The request
Arrange every line of the data below as a numbered list, skipping any blank lines. Leave the pictures out of your answer.

Rows of box annotation data
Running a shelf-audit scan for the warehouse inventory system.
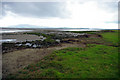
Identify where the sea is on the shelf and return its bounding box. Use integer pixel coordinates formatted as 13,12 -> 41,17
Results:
0,28 -> 100,44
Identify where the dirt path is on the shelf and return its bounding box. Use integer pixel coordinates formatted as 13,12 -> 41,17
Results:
2,43 -> 85,77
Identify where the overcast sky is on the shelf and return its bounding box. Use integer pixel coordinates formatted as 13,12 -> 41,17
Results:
0,0 -> 118,29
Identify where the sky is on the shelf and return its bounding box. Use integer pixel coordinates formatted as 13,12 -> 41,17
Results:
0,0 -> 118,29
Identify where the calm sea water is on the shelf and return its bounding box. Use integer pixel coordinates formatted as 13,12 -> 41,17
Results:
0,28 -> 100,43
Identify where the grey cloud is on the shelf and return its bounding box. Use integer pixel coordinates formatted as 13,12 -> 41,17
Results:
3,2 -> 69,18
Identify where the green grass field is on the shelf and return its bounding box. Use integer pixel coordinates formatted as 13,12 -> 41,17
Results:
8,31 -> 119,78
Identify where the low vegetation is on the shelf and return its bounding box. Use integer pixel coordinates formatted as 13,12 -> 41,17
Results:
8,31 -> 119,78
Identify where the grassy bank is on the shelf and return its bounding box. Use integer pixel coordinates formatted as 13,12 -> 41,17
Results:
8,31 -> 119,78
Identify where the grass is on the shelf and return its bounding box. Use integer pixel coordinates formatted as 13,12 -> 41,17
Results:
8,29 -> 119,78
101,30 -> 119,46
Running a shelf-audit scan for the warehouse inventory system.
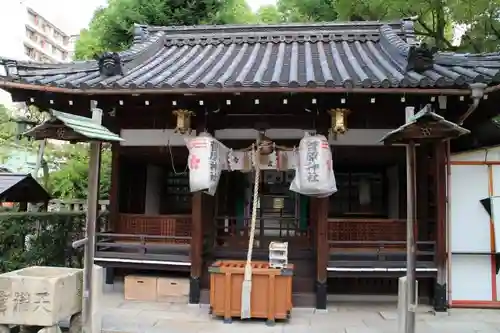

Answer below
1. Running a shelf-audit scan for the warehouse inventory system.
2. Identify where the sea is on the shelf and return its bounding box. Use integer pixel coordinates formatted as 13,12 -> 41,17
3. Results:
4. 0,28 -> 100,44
5. Identify where the dirt path is on the shelf and return its bounding box. Use integer pixel coordinates formatted as 13,12 -> 41,17
6. Results:
7. 2,43 -> 85,77
8. Identify where the overcast sky is on the shelf and return its bounding box. Use integer pixel coordinates formatted as 13,12 -> 41,17
9. Results:
10. 0,0 -> 118,29
11. Identify where the sky is on the shelf and return its bounding box. Use integer pixel coordinates formatted as 13,12 -> 41,17
12. Results:
13. 0,0 -> 118,29
14. Identify where the calm sea water is on the shelf and return its bounding box. Use integer pixel coordinates formatted as 13,12 -> 41,17
15. Results:
16. 0,28 -> 100,43
17. Identify where the grey cloud is on the shelf and return its bounding box. Use integer pixel coordinates formatted as 13,12 -> 41,17
18. Results:
19. 3,2 -> 69,18
20. Identify where the green grass field is on the shelf and return its bounding box. Use integer pixel coordinates formatted as 13,12 -> 41,17
21. Results:
22. 8,31 -> 119,78
23. Identify where the low vegetation is on the shelf and return its bounding box. Use integer pixel coordinates formatted as 13,12 -> 41,17
24. Results:
25. 8,31 -> 119,78
26. Identify where the grassy bank is on the shelf and return its bounding box. Use integer pixel coordinates formatted as 13,12 -> 41,17
27. Results:
28. 8,31 -> 119,78
29. Identify where the grass is on the shelf and return its bounding box. Use integer pixel coordinates formatted as 13,12 -> 41,17
30. Results:
31. 8,29 -> 119,78
32. 101,30 -> 119,46
33. Running a shelf-audit scan for the warehouse inventory system.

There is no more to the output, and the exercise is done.